> **Exercise instructions**
Please report every line in the rows below that contains the word "woman", and note that case counts.

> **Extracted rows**

※ ※ ※

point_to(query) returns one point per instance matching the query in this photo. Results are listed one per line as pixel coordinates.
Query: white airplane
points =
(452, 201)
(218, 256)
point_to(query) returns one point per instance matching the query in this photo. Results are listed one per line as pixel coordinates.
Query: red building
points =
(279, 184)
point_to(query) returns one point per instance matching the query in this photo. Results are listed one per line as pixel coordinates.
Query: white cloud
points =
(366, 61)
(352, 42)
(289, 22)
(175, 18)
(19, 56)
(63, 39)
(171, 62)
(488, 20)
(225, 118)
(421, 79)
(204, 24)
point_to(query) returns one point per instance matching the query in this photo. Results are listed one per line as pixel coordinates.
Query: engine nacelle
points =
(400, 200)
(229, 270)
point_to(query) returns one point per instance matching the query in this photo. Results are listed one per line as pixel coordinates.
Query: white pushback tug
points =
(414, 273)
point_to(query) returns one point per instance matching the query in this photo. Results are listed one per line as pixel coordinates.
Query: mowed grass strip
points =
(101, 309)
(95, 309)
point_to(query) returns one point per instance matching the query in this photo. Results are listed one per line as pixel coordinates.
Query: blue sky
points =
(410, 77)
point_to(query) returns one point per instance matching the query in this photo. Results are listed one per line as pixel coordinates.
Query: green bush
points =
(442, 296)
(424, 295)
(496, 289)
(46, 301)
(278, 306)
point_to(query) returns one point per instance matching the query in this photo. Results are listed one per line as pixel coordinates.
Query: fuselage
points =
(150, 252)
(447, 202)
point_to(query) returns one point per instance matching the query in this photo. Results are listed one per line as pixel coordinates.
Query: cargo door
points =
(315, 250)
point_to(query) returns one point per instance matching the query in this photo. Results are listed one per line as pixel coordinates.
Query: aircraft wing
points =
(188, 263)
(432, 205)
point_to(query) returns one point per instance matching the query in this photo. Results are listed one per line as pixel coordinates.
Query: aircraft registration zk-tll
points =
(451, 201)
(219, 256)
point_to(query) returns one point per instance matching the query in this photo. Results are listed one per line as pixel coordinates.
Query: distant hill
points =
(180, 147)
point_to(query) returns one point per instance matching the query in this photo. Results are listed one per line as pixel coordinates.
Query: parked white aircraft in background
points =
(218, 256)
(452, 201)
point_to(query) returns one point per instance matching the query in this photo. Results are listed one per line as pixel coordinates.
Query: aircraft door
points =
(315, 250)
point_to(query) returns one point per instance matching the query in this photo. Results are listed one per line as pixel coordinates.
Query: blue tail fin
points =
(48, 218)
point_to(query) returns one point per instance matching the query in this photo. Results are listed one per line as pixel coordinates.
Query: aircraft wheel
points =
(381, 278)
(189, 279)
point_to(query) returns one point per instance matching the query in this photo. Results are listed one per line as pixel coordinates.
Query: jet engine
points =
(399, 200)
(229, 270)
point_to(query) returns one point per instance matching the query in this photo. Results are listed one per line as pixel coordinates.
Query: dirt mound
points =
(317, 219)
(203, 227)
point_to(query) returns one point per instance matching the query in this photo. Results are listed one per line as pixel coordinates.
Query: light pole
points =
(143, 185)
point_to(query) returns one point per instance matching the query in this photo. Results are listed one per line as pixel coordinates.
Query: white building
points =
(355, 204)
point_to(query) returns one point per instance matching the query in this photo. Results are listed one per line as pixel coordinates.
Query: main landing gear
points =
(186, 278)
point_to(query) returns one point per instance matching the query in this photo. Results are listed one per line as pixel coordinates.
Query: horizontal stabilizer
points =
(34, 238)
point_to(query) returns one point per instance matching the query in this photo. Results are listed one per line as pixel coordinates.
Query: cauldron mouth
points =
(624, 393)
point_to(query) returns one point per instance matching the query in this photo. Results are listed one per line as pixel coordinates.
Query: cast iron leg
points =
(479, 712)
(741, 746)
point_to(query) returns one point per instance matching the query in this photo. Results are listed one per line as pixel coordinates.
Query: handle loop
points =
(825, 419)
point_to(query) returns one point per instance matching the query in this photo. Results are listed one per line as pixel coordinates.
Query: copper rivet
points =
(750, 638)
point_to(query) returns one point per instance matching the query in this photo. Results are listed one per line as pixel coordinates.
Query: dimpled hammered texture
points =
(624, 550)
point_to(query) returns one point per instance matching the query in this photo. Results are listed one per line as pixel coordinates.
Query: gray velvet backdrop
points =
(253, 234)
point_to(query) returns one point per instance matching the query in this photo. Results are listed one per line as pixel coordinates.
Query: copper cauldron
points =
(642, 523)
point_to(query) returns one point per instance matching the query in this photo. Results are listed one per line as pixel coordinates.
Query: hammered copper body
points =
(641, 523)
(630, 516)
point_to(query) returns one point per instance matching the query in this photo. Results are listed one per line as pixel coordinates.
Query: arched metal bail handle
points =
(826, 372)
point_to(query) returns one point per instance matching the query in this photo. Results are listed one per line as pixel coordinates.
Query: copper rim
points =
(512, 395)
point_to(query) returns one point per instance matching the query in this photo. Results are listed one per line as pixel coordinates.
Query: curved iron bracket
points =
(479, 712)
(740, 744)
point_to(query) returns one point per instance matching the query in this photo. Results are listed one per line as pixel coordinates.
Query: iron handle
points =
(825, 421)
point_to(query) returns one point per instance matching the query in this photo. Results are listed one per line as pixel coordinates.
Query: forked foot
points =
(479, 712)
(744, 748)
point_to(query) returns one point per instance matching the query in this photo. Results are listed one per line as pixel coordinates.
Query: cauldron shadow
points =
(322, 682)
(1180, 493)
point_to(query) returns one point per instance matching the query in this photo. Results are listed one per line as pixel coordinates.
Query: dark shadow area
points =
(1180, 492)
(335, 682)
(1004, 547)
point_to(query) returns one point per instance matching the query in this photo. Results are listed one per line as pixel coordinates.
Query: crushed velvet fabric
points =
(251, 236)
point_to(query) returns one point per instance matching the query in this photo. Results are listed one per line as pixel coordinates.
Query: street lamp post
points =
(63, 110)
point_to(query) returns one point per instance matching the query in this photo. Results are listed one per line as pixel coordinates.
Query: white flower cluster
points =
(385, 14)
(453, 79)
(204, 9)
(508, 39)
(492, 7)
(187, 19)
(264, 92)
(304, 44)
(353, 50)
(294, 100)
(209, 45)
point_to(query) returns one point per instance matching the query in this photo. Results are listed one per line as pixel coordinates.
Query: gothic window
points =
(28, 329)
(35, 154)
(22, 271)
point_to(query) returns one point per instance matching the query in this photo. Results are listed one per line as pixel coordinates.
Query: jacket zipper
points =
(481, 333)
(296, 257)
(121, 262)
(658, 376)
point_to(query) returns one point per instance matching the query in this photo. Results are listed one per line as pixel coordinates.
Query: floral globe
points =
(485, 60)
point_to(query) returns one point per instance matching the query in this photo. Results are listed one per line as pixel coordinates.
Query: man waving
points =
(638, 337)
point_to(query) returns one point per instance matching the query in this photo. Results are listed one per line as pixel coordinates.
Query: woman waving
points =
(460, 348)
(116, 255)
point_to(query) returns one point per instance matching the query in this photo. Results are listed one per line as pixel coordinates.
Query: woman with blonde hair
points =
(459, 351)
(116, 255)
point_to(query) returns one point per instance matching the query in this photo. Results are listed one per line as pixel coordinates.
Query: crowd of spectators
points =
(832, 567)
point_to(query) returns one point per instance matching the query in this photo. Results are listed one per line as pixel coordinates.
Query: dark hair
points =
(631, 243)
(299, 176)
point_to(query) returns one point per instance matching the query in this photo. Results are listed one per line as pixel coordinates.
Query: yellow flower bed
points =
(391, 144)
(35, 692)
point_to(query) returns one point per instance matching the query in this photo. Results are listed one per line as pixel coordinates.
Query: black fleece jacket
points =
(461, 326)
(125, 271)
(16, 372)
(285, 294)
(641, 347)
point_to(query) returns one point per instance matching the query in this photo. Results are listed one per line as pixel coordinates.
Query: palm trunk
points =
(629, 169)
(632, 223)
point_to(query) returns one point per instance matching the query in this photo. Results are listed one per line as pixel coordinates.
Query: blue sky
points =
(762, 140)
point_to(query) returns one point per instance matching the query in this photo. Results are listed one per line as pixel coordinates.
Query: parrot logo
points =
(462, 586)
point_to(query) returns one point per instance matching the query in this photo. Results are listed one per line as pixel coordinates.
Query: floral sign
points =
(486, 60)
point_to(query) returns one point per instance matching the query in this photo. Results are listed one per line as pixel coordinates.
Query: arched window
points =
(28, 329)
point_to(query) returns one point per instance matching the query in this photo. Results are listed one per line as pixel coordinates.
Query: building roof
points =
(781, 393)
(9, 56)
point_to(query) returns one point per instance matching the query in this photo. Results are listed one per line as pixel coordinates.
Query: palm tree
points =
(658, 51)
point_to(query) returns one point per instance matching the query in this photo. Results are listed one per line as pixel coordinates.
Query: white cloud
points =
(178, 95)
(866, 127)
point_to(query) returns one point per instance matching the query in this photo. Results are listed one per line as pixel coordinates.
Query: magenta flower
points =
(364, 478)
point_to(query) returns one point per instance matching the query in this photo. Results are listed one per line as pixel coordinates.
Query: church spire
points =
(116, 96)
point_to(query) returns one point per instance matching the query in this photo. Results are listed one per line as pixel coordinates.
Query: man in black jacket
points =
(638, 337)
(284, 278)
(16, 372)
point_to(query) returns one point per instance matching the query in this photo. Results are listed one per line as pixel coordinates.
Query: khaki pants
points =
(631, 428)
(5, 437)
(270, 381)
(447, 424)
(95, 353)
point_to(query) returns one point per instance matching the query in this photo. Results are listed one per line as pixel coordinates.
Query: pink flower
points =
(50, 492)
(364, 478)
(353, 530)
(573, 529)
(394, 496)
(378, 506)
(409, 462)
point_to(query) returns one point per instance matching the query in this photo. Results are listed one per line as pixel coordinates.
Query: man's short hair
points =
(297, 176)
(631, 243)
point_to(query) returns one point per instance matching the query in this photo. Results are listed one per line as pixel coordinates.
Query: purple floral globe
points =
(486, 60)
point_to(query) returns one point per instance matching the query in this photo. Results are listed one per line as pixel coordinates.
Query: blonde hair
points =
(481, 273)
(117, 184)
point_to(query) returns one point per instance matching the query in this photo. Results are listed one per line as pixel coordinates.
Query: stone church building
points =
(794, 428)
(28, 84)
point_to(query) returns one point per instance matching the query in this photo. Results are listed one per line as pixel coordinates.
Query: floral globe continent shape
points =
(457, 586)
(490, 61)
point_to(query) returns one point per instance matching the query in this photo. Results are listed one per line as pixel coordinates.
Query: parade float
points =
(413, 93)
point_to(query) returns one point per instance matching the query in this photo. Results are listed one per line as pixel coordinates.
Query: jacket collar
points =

※ ※ ※

> **Solved exercise**
Query: woman waving
Query: woman with blonde hair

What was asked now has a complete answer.